_TASKS TO PERFORM_
a. On the fuel injector patent page, which company is listed as the original assignee?
b. Reproduce the part of the fuel injector patent page starting at "The subject matter" and ending at "the combustible materials.", keeping every word and punctuation mark unchanged.

== DOCUMENT PASSAGE

US20120180489A1

US20120180489A1 - Fuel injector

Info

Publication number: US20120180489A1
Application number: US13/007,145
Authority: US
Inventors: Mark Allan Hadley; Jayaprakash Natarajan
Original assignee: General Electric Co
Current assignee: General Electric Co
Priority date: 2011-01-14
Filing date: 2011-01-14
Publication date: 2012-07-19
Also published as: DE102012100264A1; FR2970514A1; JP2012149875A; CN102589010A

Abstract

A fuel injector is provided and includes a first tube connectable with a vessel and second and third tubes to deliver fuel to an interior of the vessel, the second and third tubes being supported within the first tube such that the second and third tubes are offset in first and second opposing directions from a first plane of the first tube, respectively, and in a third direction from a second plane of the first tube, the first tube defining an annulus about the second and third tubes through which gas is deliverable to the vessel interior.

Description

BACKGROUND OF THE INVENTION

The subject matter disclosed herein relates to a fuel injector and, more particularly, to a fuel injector for a staged combustion process.
In gas turbine engines, combustible materials are combusted in a combustor and the high energy fluids produced by the combustion are directed to a turbine via a transition piece. In the turbine, the high energy fluids aerodynamically interact with and drive rotation of turbine blades in order to generate electricity. The high energy fluids are then transmitted to further power generation systems or exhausted as emissions along with certain pollutants, such as oxides of nitrogen (NOx) and carbon monoxide (CO). These pollutants are produced due to non-ideal consumption of the combustible materials.

====
== ENTRIES SHOWN

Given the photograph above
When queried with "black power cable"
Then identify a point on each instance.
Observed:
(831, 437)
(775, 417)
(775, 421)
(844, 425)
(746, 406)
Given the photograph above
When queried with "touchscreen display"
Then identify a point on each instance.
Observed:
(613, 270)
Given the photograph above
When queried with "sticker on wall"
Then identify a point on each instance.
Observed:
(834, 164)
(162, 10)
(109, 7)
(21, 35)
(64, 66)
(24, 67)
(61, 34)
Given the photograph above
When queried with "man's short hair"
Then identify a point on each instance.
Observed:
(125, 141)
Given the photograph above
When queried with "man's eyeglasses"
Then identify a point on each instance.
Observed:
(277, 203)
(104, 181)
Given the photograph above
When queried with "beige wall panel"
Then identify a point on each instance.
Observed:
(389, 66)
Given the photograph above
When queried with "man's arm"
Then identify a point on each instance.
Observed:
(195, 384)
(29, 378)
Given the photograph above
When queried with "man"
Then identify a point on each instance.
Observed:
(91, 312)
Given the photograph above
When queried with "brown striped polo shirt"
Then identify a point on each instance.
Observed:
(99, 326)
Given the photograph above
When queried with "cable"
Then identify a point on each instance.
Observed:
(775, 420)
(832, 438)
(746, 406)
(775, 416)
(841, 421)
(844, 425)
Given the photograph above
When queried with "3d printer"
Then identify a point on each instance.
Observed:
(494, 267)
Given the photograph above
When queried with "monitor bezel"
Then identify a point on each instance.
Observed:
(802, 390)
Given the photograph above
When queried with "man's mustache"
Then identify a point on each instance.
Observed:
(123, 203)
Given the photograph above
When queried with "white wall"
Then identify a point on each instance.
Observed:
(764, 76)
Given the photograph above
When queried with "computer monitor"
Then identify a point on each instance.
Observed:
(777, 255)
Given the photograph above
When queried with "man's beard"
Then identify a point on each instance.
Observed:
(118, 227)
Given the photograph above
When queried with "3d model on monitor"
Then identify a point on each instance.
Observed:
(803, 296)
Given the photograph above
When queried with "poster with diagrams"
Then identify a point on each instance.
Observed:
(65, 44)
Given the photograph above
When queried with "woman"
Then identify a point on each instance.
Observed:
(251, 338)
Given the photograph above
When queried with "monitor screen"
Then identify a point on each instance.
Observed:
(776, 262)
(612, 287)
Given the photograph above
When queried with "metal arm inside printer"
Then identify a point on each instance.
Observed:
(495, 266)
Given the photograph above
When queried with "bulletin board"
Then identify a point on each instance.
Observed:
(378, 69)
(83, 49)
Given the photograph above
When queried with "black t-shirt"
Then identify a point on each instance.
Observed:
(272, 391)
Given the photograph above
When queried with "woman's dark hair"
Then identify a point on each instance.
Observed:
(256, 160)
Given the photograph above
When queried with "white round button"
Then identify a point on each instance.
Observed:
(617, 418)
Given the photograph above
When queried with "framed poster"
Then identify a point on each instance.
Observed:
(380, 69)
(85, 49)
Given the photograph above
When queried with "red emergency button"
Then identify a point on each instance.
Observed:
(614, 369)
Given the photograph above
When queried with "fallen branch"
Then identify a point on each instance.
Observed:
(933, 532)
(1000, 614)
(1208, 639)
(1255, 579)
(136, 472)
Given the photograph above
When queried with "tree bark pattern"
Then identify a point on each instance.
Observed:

====

_SOLUTIONS TO THE EXERCISE_
a. General Electric Co

b.
The subject matter disclosed herein relates to a fuel injector and, more particularly, to a fuel injector for a staged combustion process.
In gas turbine engines, combustible materials are combusted in a combustor and the high energy fluids produced by the combustion are directed to a turbine via a transition piece. In the turbine, the high energy fluids aerodynamically interact with and drive rotation of turbine blades in order to generate electricity. The high energy fluids are then transmitted to further power generation systems or exhausted as emissions along with certain pollutants, such as oxides of nitrogen (NOx) and carbon monoxide (CO). These pollutants are produced due to non-ideal consumption of the combustible materials.